US medical device maker Medtronic has received European Union regulatory approval for its $43bn takeover of Irish rival Covidien, after agreeing to divest Covidien's drug-coated balloon catheter business.
The sale of Covidien's Stellarex business will, according to the European Commission (EC), dispel concerns that a deal will reduce innovation in the market for drug-coated balloons, reports said.
The EC, the EU's top antitrust authority, said: "It is likely that Covidien would have constrained Medtronic in the near future, in view of the promising first clinical trials' results of Stellarex.
"The acquisition, as initially notified, would therefore have eliminated a credible competitor."
Medtronic's stock has surged some 28% so far this year in New York trade, while Covidien's stock has soared some 48% this year.
Earlier in the week, the US Federal Trade Commission (FTC) cleared the deal on the condition that Medtronix and Covidien hive off the Stellarex business.

━━━━━━━━━━━━━━━━━━━━━━━━━━━━━━

Exercises to complete »
a: According to the report on the Medtronic takeover of Covidien, why did the European Commission require the sale of the Stellarex business before approving the deal? Answer in one to three sentences.
b: Answer these questions from the report on the Medtronic takeover of Covidien:
(i) What is the value of the takeover?
(ii) By roughly what percentage has Covidien's stock risen so far this year?
(iii) Which US agency cleared the deal earlier in the week?
The data after the text is separate material unconnected to it.

Image-grounded pointing data:

━━━━━━━━━━━━━━━━━━━━━━━━━━━━━━

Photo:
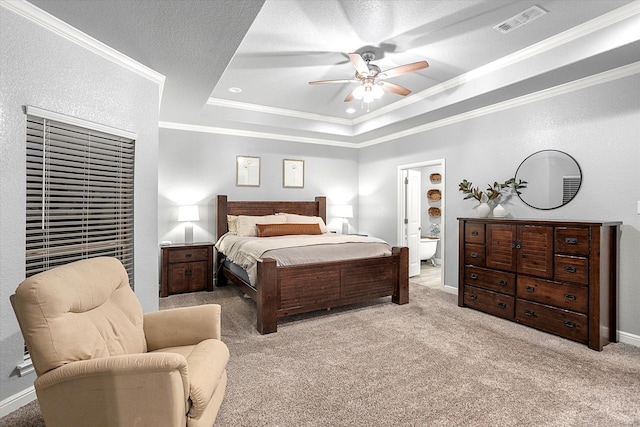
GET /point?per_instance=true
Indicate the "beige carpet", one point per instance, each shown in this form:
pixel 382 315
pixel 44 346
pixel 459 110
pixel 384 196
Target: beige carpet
pixel 428 363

━━━━━━━━━━━━━━━━━━━━━━━━━━━━━━

Results of the exercise »
a: The European Commission judged that Covidien would likely have constrained Medtronic in the near future, given Stellarex's promising first clinical trial results, so the acquisition as first notified would have eliminated a credible competitor. Selling Stellarex dispels concerns that the deal would reduce innovation in the market for drug-coated balloons.

b:
(i) $43bn
(ii) Some 48%
(iii) The US Federal Trade Commission (FTC)